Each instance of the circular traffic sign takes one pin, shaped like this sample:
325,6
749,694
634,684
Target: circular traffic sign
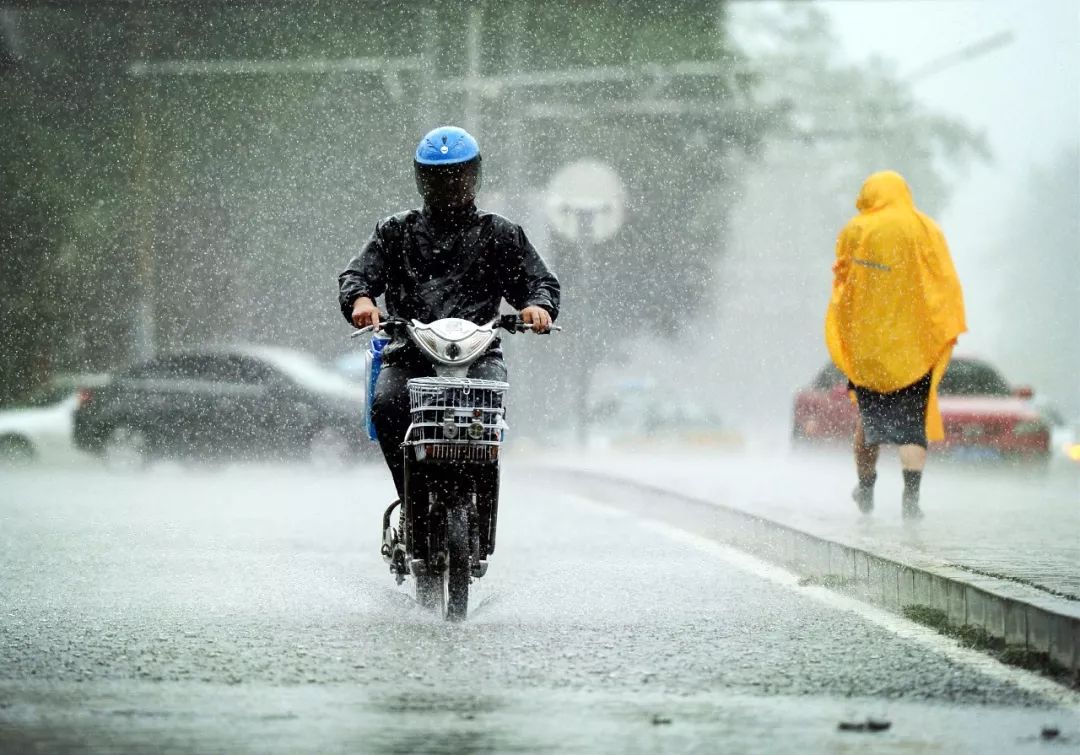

· · · · ·

## EXERCISE DETAILS
Exactness is what counts here: copy each entry as given and omit its pictures.

## WRITTEN REPLY
Each instance of the circular traffic sign takes one pin, shaped like this sample:
325,6
749,694
634,684
Target: circular traffic sign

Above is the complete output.